■ What to work on
From the letters to the editor, extract the passage between "We thank A/Prof" and "night – frequently'.", inclusive.

■ Page text
I could not find any specific reference to toxicity of aluminium chloride in relation to topical use, but it is certainly an irritant and probably impairs wound healing.9

Aluminium chloride solution is readily available, cheap and works well, but it would certainly be an improvement if an alternative agent could be used that had these attributes, and promoted healing. Tranexamic acid may well be such an agent10 and I shall be trialling this with the help of the local university.

Dr Philip Clarke
Launceston, Tas


  1. Sawchuk WS, Friedman KJ, Manning T, Pinnell SR. Delayed healing in full-thickness wounds treated with aluminum chloride solution. A histologic study with evaporimetry correlation. J Am Acad Dermatol 1986;15:982–9.
  2. Chiu HY, Tsai TF. Topical use of systemic drugs in dermatology: a comprehensive review. J Am Acad Dermatol 2011;65:1048.e1–22.


Dear Editor

The authors of the article 'Nocturia – a guide to assessment and management' (AFP June 2012)11 do not seem to understand the difference between nocturia and nocturnal frequency – there is a difference and it is most important. Nocturia is passing large volumes of urine at night. Nocturnal frequency is passing small volumes of urine at night – frequently (eg. prostatic hyperplasia causes nocturnal frequency not nocturia). Could they please comment?

A/Prof Robert McRitchie
Flinders University


  1. Nocturia – a guide to assessment and management. Aust Fam Physician 2012;41:399–402.


Dear Editor

We thank A/Prof McRitchie for reading our article and for his letter. However, we cannot agree with his assertion that 'nocturia is passing large volumes of urine at night' and 'nocturnal frequency is passing small volume of urine at night – frequently'.

■ Source information
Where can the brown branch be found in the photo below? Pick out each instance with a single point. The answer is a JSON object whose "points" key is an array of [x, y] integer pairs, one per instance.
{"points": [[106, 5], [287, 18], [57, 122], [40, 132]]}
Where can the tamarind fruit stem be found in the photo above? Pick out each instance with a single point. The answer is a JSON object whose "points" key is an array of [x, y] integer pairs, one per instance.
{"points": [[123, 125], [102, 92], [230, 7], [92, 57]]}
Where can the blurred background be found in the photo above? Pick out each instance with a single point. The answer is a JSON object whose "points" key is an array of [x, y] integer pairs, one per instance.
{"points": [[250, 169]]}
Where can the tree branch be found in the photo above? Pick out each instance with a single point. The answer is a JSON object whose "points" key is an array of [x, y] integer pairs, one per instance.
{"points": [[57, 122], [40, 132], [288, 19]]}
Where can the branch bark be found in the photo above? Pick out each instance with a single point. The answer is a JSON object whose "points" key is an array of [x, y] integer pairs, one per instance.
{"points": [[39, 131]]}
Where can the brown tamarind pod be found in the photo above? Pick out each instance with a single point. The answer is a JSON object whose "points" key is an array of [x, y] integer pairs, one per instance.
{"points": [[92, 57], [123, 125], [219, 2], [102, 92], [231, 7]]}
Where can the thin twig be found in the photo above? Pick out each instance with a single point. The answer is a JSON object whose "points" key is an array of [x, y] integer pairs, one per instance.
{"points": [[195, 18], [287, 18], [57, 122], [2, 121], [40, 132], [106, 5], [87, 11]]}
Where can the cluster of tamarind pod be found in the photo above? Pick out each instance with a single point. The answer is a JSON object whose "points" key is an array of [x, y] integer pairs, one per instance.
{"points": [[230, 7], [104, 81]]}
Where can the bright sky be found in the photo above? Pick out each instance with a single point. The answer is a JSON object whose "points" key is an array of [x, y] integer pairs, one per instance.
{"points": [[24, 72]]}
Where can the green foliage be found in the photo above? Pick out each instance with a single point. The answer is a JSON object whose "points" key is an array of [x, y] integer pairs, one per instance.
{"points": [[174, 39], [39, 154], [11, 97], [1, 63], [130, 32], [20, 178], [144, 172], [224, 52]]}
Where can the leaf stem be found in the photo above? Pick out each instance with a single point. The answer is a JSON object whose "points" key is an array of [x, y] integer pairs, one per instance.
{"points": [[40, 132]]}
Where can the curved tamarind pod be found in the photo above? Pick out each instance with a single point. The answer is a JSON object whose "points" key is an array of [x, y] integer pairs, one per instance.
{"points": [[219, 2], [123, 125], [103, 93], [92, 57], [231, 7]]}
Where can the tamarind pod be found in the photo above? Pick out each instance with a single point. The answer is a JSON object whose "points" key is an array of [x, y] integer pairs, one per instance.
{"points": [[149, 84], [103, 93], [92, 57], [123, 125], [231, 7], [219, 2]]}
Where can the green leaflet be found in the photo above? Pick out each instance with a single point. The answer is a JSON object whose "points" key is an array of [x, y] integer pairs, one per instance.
--
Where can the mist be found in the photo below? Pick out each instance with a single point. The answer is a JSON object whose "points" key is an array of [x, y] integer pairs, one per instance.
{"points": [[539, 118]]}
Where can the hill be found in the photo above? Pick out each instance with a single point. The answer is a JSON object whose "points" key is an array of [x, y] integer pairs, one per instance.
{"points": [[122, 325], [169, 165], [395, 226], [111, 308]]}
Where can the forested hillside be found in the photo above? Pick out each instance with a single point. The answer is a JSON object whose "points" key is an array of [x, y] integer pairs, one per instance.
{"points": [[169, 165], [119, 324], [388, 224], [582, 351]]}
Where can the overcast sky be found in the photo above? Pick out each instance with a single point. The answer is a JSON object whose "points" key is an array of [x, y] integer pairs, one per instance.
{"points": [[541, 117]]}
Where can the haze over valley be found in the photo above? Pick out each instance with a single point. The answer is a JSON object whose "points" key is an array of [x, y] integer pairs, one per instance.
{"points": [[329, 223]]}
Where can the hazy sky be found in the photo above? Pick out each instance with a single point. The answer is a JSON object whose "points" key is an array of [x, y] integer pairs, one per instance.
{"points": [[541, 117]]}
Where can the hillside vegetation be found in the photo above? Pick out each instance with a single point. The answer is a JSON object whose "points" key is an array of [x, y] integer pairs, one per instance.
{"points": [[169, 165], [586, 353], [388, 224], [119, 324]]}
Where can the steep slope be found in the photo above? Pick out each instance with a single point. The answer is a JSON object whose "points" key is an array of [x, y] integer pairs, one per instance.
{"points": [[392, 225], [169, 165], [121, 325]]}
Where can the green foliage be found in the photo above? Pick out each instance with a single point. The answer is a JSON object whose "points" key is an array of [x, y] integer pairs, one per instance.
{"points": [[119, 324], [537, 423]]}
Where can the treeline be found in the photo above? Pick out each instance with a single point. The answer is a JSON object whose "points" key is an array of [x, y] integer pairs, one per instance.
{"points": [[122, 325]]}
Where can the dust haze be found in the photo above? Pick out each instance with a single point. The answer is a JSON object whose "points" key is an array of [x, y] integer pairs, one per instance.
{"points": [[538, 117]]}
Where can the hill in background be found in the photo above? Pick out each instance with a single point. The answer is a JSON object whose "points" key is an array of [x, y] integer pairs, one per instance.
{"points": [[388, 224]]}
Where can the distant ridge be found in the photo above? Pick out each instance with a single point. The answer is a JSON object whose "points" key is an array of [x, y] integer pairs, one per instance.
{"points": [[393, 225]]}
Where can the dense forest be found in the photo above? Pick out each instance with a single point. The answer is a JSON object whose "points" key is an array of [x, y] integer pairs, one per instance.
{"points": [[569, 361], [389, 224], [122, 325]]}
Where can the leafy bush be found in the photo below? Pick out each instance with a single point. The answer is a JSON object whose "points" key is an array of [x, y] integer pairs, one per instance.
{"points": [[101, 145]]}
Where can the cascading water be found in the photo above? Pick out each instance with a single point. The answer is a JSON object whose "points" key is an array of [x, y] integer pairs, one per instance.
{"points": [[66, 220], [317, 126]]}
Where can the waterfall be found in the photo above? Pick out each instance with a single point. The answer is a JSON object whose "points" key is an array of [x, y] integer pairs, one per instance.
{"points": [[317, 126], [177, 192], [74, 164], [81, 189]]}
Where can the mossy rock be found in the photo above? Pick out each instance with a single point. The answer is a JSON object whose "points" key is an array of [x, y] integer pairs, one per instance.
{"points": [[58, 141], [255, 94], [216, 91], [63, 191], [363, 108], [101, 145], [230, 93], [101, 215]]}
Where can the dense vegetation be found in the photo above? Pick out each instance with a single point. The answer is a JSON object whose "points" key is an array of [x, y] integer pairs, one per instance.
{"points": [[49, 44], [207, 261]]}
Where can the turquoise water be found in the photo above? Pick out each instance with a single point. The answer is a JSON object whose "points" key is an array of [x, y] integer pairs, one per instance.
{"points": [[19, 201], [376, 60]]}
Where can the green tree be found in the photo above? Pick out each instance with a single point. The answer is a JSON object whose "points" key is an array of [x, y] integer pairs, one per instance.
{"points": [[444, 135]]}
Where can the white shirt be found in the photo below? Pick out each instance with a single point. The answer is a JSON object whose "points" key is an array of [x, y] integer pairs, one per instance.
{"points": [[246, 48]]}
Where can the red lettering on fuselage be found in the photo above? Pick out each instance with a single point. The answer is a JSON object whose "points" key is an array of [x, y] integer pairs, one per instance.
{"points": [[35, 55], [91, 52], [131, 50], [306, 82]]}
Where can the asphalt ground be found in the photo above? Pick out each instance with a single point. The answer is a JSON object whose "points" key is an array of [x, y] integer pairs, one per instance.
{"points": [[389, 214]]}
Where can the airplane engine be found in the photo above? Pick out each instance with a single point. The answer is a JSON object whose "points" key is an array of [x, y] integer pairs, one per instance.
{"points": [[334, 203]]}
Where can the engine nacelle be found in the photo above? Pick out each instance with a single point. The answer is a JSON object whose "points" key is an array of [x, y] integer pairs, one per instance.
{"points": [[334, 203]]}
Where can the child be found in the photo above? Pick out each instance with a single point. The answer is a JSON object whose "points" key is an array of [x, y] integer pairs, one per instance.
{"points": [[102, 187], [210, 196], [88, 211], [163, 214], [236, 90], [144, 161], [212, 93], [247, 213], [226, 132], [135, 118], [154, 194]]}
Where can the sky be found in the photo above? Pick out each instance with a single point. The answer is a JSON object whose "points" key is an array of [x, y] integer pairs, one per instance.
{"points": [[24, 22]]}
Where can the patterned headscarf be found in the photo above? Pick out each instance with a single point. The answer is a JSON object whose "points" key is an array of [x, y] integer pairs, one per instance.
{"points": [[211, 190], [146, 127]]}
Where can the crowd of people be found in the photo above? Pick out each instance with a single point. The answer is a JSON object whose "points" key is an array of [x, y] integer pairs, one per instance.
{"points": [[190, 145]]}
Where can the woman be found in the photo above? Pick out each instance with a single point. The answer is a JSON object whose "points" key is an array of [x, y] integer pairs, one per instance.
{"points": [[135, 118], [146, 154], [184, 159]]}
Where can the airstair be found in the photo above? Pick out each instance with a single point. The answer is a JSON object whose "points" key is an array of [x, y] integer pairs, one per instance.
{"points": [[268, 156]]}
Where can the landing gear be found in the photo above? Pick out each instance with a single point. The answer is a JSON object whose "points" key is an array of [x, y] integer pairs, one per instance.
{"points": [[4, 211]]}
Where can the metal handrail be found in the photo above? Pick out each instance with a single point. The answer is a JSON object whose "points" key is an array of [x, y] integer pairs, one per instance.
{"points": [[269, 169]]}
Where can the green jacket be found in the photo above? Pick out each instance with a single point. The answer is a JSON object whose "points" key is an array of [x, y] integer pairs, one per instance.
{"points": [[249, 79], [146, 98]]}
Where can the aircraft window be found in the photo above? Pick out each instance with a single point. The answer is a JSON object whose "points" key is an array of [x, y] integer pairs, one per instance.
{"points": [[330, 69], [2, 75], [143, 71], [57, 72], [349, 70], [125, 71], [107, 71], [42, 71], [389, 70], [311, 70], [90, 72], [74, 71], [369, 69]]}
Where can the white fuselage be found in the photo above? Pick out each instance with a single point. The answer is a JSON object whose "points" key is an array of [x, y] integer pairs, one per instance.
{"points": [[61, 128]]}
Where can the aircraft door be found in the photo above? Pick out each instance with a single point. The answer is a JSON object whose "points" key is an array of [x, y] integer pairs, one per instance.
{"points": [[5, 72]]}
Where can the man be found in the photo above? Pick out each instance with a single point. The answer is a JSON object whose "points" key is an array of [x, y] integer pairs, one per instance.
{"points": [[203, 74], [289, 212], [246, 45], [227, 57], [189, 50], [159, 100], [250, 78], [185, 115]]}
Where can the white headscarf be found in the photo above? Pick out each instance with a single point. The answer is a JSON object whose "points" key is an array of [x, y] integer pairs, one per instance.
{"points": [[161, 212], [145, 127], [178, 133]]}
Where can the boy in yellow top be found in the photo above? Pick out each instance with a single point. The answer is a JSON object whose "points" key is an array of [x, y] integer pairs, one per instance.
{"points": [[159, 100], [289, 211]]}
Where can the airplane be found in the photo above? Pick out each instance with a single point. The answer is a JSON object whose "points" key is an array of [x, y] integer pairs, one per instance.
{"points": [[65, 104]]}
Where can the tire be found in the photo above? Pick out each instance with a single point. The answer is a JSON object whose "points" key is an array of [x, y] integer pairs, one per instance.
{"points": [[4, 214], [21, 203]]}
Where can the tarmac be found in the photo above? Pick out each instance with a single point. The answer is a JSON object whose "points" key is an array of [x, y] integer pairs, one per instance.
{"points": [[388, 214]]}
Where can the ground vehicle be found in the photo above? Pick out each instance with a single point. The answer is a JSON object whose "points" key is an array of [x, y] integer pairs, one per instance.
* * *
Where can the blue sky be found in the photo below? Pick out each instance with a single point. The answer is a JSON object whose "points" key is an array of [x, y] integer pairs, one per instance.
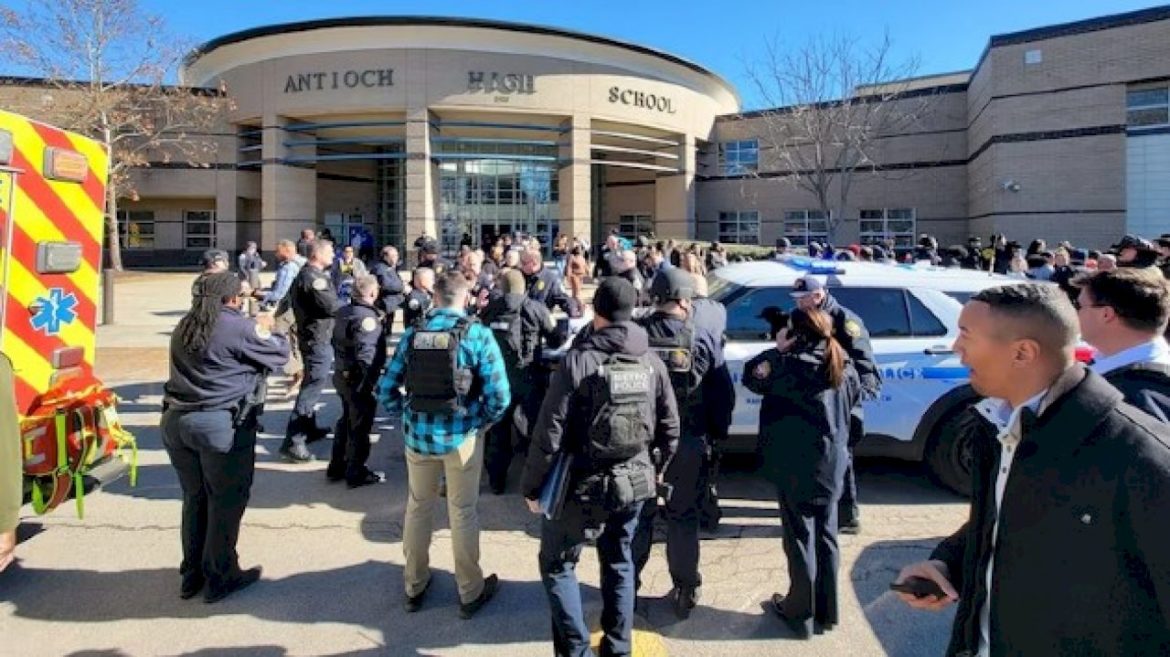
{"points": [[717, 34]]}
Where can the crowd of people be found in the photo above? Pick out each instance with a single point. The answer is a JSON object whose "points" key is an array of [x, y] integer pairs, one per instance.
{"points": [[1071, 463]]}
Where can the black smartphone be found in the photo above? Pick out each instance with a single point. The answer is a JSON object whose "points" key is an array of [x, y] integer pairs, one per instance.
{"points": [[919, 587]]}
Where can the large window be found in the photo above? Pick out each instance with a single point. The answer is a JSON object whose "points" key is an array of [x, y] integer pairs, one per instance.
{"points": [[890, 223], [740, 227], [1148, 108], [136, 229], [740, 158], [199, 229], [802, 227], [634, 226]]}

■ Your response
We thank A/Prof McRitchie for reading our article and for his letter. However, we cannot agree with his assertion that 'nocturia is passing large volumes of urine at night' and 'nocturnal frequency is passing small volume of urine at night – frequently'.